### Exercise brief
Omit all images, then return the remaining material exactly as it stands.

### Recorded information
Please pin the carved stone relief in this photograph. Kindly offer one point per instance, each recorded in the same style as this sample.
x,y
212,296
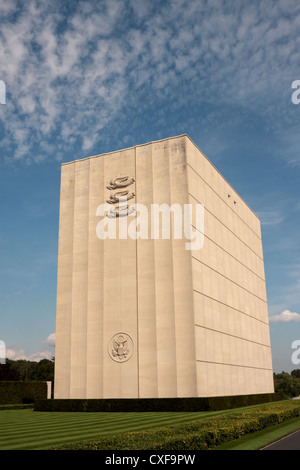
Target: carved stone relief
x,y
120,347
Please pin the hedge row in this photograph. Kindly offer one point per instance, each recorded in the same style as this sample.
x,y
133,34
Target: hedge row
x,y
200,434
22,392
156,404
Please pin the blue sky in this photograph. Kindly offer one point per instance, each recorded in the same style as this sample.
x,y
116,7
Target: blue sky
x,y
88,77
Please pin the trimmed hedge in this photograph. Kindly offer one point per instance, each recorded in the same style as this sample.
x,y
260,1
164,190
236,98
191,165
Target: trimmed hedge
x,y
22,392
156,404
201,434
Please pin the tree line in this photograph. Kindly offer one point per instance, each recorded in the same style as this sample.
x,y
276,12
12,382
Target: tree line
x,y
288,384
22,370
27,371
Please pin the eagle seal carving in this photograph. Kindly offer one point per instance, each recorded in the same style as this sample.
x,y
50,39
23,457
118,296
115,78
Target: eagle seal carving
x,y
120,347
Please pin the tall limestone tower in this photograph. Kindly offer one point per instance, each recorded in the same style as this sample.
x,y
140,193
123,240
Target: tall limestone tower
x,y
140,311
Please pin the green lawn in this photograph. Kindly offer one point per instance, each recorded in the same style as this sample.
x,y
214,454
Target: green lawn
x,y
26,429
34,430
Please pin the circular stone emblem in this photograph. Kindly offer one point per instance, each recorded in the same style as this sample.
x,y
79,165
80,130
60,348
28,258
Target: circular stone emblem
x,y
120,347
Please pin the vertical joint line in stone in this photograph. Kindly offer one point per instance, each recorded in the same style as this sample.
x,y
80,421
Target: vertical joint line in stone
x,y
137,283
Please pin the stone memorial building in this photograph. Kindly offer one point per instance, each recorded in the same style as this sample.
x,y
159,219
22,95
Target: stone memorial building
x,y
147,307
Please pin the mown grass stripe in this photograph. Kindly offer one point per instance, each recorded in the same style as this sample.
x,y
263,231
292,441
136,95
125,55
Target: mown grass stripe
x,y
78,426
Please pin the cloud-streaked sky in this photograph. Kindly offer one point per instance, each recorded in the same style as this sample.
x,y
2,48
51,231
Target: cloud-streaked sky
x,y
88,77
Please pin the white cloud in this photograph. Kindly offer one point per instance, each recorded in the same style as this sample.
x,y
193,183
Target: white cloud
x,y
70,78
16,354
51,339
284,317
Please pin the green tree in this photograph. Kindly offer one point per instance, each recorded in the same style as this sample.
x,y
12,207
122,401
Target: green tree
x,y
287,384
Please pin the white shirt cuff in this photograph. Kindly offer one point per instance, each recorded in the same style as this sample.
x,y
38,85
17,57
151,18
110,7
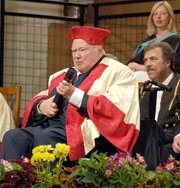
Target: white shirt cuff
x,y
76,98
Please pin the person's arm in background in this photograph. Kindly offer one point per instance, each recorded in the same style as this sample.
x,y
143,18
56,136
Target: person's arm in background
x,y
176,144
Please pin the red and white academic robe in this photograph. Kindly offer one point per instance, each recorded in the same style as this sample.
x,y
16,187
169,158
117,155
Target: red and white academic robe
x,y
113,108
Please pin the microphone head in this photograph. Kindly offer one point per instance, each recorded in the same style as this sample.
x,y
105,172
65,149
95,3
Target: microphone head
x,y
70,75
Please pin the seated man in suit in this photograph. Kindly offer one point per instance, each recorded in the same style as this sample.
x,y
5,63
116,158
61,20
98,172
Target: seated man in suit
x,y
176,144
158,59
98,111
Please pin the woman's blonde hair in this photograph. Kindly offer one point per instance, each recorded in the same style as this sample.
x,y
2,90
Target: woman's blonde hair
x,y
151,29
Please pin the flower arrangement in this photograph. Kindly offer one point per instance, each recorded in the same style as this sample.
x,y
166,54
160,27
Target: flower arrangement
x,y
46,170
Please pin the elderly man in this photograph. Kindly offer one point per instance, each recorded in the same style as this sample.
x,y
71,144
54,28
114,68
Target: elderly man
x,y
158,59
100,111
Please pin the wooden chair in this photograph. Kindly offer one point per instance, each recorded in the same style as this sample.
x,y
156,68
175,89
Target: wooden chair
x,y
12,94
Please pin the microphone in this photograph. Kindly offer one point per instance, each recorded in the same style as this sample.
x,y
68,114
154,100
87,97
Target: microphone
x,y
69,77
160,86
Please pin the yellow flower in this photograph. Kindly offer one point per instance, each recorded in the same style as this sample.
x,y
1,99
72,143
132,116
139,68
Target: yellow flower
x,y
61,151
42,148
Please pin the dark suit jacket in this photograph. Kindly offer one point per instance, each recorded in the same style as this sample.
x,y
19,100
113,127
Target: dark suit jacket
x,y
169,114
155,141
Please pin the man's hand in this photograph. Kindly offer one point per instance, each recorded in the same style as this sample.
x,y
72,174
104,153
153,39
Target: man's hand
x,y
176,144
65,89
48,107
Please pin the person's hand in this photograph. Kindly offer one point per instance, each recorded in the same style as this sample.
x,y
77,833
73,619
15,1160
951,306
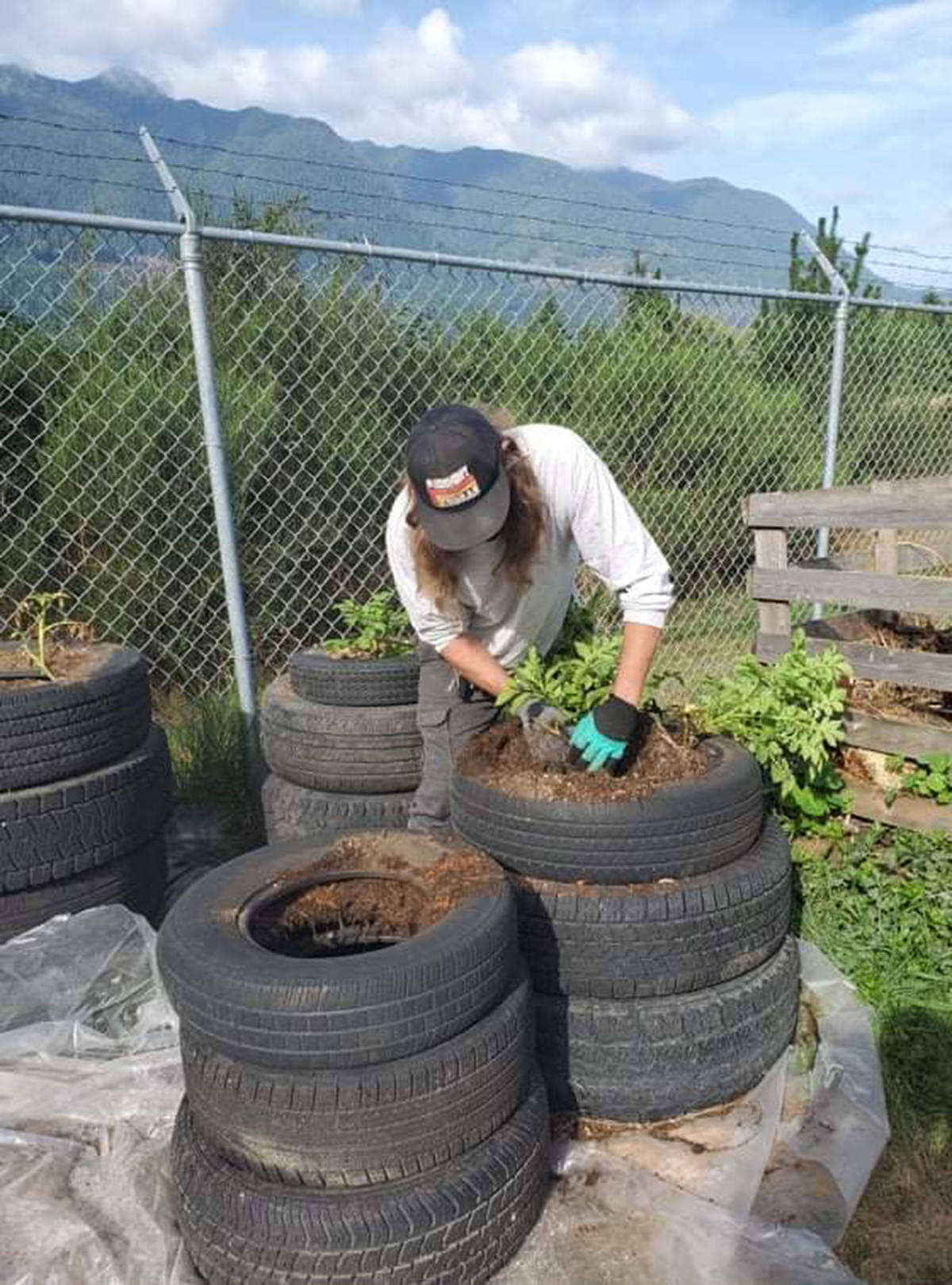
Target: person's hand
x,y
607,734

### Result for this task
Please pin the carved stone relief in this photograph. Kindly offer one point per instance, each recorded in the same style as this sample.
x,y
212,296
Target: carved stone relief
x,y
120,347
Please pin the hedge row in this photograph. Kindly offer one point per instance, each recorded in the same style as this sample.
x,y
133,34
Target: hedge row
x,y
200,434
22,392
156,404
Please pin the blue sky in this photograph. Kindly offer one point per instance, each recorded in the same style as this sample.
x,y
116,7
Target: blue sky
x,y
88,77
Please pin the trimmed hedge in this photograph. Kindly offer one point per instance, each recorded in the same style as this sample.
x,y
260,1
164,190
236,98
191,165
Target: trimmed hedge
x,y
22,392
156,404
201,434
Please pin the tree line in this photograph. Kindly offer one point per instance, each recorded in the same style as this sample.
x,y
276,12
12,382
Target: tree line
x,y
288,384
22,370
27,371
Please pin the eagle seal carving in this photograph. Kindly offer one point per instance, each recorded in the same style as this sample.
x,y
50,39
23,457
118,296
115,78
Target: eagle seal carving
x,y
120,347
Please pin the tall limestone tower in this photograph. Kindly offer one point per instance, each recorded in the same style as this sample.
x,y
140,193
123,240
Target: tall limestone tower
x,y
140,311
Please pin the green lawn in this photograph. Kindly offer one point per instance, each recorded in the same style as this sample.
x,y
214,454
Target: green lawn
x,y
26,429
34,430
Please pin the circular stone emblem in this photograph. Kindly offer one point per instance, each recorded in the same style as this sample.
x,y
79,165
80,130
60,348
28,258
Target: circular stone emblem
x,y
120,347
Please pin the vertical joint line in stone in this photograph. Kindly offer one point per instance, each recorded in the same style as this sample.
x,y
80,421
Target: vertical joint line in stone
x,y
137,283
Please pin the stone memorial building in this photograph. Kindly offer one point per instance, each recorded in the same style as this sample.
x,y
159,219
22,95
Target: stone memorial building
x,y
147,307
Please pin the mown grass stripe in this photograph. Kindly offer one point per instance, each recorded in the same style as this sample.
x,y
263,231
292,441
136,95
125,55
Target: mown grass stripe
x,y
78,426
Please pin the cloud-streaked sky in this photograph. Kindly offer one point per instance, each recorded in the same style as this sample.
x,y
2,48
51,231
Target: cloud-streaked sky
x,y
88,77
Please pin the white cloud in this photograph. Kindly offer one point per instance, each recorded in the same style as this sample.
x,y
193,183
Target: white cloud
x,y
70,78
16,354
51,339
284,317
Please pin the green tree in this photograph. Kindly offer one point per instance, each recorded in the same style as this sample.
x,y
12,207
122,401
Target: green tree
x,y
287,384
Please pin the white shirt cuff in this photograph. Kindly offer one point per instance, each recorded in the same style as this sample.
x,y
38,85
17,57
151,18
110,7
Target: white shirt cuff
x,y
76,98
Please pin the person's arm in background in this photograph. Kindly offer one point per instance, each recorded in the same style as this sample.
x,y
143,18
56,136
Target: person's arm in background
x,y
176,144
Please pin the red and white academic robe in this photograph. Kindly offer one point per instance, each recorded in the same style as this sample.
x,y
16,187
169,158
117,155
Target: red and white academic robe
x,y
113,108
Please pin the microphone head in this photograph. Kindly offer one point per instance, each recorded in the same style as this sample.
x,y
105,172
65,149
95,3
Target: microphone head
x,y
70,75
Please pin the seated man in suit in this photograph. Kindly offer one point per instance, each recorded in the same style as this sample.
x,y
5,63
116,158
61,20
98,172
Target: seated man in suit
x,y
176,144
158,59
98,111
Please pin the woman's blonde hair in this photograph. Kindly offer one point per instance, each recorded in the same style as this sample.
x,y
2,90
Target: woman's blonde hair
x,y
151,29
Please pin the flower arrangement in this photograph. Kindly offer one point per instance, each recorded in the same style as this sample.
x,y
166,54
160,27
Target: flower arrangement
x,y
46,170
Please pin the elderly man in this photograph. Kindly offer one point per instance, each recorded in the same style as this sample.
x,y
71,144
54,28
114,68
Target: elderly man
x,y
158,59
100,111
Please pin the wooden chair in this photograph. Kindly offer one point per instance, each recorded in the same style as this sample.
x,y
156,68
175,89
Target: wooden chair
x,y
12,94
Please pin the microphone in this photograph. Kindly offer one point per instance, each recorded in the same style as this sample.
x,y
68,114
154,100
87,97
Target: microphone
x,y
69,77
160,86
Please pin the yellow flower in this photograph. Kindly offer one point per instance, each recorded in the same style as this sample.
x,y
1,99
72,143
132,116
139,68
Target: yellow flower
x,y
61,151
42,148
Please pin the dark suit jacket in this photograph. Kindly offer one point per instance, each recorded in the same style as this sample.
x,y
19,100
113,127
Target: dark suit jacket
x,y
169,114
155,141
Please pin the man's hand in this photograph. Kindly offer one point per instance, each recorded in the same style as this sample.
x,y
72,174
104,153
153,39
Target: man's hand
x,y
176,144
65,89
48,107
Please pin the person's hand in this photograph. Kindly offer one point per instance, each recorded in the same style as this sample.
x,y
77,833
73,619
15,1160
951,306
Target: person's hand
x,y
607,734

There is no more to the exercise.